**SUPPLIED TEXT**
++++++++++++++++++++

TV Review: Preacher, Season 1, Episode 8 "El Valero"
SYNOPSIS: In a fierce gun battle Jesse faces off against Quincannon and the Meat Men to protect his church, while Tulip tries to save a friend.
REVIEW: It was another strange episode for Preacher as we approach the season finale and while that's not uncommon for the subject material, the story is definitely headed into uncharted waters. In fact, this is the first episode that I couldn't find a direct connection to the comics at all, which is something that will matter depending on whether you have or haven't read the books.
We start with a brief flashback that shows the death of Odin Quincannon's family on a ski trip, cutting to another flashback we saw earlier in the season that had Jesse's father visiting Quincannon in his office after their deaths, surrounded by the shipped corpses of his family. Quincannon (Jackie Earle Haley) is covered in blood and argues with John Custer (while holding a set of cow intestines and his daughter's intestines), saying that "it's all meat" and that he needs to tell the people, basically, that God does not exist. That he needs to "denounce him". This serves to give some insight into Quincannon's motives, not to mention his twisted and warped perspective.

++++++++++++++++++++

**RECORDS SHOWN**
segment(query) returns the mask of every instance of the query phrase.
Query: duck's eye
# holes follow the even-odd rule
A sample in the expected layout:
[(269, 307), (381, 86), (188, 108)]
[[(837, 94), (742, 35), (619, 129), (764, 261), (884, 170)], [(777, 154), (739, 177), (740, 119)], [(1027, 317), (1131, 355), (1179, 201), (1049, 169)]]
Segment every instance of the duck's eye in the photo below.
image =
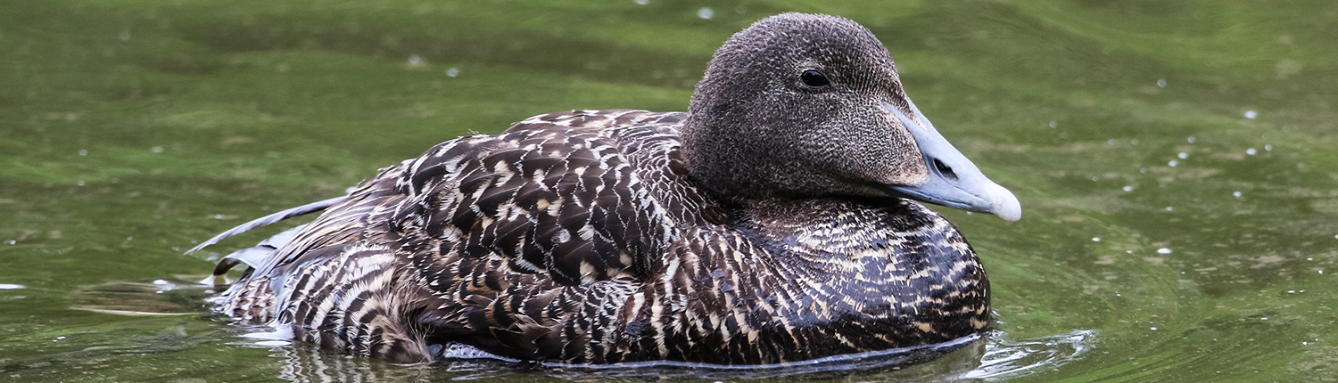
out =
[(804, 85), (809, 85), (809, 87), (814, 87), (814, 88), (822, 88), (822, 87), (827, 87), (827, 85), (832, 84), (831, 81), (827, 81), (827, 76), (823, 76), (822, 72), (812, 71), (812, 69), (808, 69), (808, 71), (804, 71), (803, 73), (800, 73), (799, 75), (799, 80), (804, 81)]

++++++++++++++++++++

**STATED EXERCISE**
List each person named in the Preacher episode review once, using the fullest form of the name that the review gives.

**SOLUTION TO THE PROBLEM**
Jesse
Odin Quincannon
Tulip
Jackie Earle Haley
John Custer